— START OF DATA FOR THIS EXERCISE —

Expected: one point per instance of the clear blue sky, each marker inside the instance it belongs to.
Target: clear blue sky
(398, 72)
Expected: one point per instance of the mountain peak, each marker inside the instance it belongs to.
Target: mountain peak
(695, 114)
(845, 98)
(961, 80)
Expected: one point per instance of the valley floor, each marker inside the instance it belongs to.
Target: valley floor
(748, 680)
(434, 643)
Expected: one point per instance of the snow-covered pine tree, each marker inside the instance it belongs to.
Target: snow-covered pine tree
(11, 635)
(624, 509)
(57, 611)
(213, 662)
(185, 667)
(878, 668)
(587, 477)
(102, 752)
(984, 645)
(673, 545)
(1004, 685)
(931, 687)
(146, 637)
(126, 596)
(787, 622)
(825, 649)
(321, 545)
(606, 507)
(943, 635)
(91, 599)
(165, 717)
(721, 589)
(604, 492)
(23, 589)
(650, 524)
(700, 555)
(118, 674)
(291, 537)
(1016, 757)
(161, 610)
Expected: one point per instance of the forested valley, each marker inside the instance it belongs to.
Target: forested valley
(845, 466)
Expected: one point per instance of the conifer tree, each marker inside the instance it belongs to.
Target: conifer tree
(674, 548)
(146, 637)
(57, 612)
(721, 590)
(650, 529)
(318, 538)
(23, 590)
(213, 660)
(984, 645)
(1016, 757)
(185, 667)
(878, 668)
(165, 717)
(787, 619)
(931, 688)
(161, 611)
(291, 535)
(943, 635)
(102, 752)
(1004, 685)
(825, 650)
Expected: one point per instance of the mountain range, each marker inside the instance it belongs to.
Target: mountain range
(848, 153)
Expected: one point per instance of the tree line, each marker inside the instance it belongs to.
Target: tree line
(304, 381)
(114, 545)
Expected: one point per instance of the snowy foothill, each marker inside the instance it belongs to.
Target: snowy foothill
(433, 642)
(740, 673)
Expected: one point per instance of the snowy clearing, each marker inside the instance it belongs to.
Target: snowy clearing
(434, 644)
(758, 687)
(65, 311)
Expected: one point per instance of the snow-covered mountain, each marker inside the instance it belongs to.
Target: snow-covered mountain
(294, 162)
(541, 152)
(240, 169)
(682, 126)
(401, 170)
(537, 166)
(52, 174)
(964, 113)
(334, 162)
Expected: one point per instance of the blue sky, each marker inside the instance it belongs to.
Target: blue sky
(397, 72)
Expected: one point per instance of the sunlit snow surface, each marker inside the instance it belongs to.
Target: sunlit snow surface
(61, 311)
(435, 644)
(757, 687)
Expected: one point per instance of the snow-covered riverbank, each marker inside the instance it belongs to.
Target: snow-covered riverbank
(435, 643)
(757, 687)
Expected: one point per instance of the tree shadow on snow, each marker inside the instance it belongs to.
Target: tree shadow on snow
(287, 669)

— END OF DATA FOR THIS EXERCISE —
— START OF DATA FOR THIS EXERCISE —

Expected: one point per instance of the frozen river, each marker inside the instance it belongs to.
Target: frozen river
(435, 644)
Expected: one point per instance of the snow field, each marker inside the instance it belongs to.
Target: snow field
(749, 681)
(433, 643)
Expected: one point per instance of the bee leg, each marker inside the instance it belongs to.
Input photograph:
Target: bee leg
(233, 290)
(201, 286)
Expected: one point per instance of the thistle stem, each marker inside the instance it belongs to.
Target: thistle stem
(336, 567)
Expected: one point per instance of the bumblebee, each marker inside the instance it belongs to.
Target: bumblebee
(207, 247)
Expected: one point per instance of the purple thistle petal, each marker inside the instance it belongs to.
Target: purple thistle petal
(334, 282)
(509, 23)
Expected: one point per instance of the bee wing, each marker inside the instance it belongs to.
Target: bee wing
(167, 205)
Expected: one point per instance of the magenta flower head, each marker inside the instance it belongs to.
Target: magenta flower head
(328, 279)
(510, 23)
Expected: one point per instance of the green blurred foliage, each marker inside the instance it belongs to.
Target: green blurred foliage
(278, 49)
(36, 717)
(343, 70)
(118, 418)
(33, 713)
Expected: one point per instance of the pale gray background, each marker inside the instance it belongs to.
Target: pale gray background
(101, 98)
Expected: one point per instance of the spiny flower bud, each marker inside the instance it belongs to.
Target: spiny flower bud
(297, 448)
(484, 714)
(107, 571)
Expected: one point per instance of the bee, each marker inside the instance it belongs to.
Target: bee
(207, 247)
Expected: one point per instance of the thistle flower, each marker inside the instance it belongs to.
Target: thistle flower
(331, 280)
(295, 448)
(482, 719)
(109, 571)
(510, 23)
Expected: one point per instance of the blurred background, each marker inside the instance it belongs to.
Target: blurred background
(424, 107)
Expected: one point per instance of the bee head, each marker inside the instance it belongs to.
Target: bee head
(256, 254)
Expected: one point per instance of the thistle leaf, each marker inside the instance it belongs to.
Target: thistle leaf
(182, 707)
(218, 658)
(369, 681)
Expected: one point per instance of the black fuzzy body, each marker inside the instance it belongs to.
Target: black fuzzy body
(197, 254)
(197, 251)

— END OF DATA FOR THIS EXERCISE —
— START OF DATA FOR THIS EXERCISE —

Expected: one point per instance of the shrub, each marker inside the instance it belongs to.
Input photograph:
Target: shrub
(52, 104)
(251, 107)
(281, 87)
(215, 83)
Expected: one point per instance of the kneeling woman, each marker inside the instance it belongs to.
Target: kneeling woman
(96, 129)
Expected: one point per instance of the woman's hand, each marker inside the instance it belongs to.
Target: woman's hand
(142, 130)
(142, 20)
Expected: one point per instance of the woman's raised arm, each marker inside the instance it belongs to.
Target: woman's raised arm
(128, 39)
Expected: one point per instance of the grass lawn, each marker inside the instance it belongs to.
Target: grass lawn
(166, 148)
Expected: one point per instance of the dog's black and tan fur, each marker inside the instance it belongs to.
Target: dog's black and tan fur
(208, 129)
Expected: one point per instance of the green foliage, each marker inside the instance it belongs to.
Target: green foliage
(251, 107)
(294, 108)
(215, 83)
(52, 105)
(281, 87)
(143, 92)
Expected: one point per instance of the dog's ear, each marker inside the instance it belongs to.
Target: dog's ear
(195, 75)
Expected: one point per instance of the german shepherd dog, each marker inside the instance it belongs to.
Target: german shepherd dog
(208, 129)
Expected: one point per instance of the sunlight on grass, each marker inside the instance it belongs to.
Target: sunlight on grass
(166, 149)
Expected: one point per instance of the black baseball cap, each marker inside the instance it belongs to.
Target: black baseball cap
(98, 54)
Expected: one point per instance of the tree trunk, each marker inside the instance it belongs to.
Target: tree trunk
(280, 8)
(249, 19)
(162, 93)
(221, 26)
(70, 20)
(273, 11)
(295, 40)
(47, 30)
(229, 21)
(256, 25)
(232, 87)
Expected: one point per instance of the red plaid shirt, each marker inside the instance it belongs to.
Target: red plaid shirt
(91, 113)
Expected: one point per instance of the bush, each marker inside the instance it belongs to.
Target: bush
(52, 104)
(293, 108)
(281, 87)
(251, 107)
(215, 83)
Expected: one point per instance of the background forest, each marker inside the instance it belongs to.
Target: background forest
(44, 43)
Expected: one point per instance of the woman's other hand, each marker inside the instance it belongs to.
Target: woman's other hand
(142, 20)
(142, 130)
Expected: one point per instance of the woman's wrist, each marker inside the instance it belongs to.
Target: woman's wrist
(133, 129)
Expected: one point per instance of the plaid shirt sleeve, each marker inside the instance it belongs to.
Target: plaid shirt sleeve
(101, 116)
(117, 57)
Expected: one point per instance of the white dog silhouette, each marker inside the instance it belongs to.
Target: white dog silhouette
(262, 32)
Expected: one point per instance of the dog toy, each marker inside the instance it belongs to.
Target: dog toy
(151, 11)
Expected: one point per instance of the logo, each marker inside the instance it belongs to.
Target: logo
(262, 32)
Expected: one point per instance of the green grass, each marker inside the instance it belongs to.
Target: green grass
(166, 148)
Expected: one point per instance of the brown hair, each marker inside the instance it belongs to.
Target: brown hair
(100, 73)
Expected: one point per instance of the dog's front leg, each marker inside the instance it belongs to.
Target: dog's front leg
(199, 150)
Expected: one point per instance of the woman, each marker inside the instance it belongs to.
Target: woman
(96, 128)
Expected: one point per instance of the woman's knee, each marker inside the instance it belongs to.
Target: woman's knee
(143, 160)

— END OF DATA FOR THIS EXERCISE —

WHAT YOU SHOULD DO
Please copy every line from the entries above that contains the word "sleeve".

EXERCISE RESULT
Expected: one point per instance of the plaid shirt sleeve, each marker inside the instance it belongs to.
Target: plaid shirt sleeve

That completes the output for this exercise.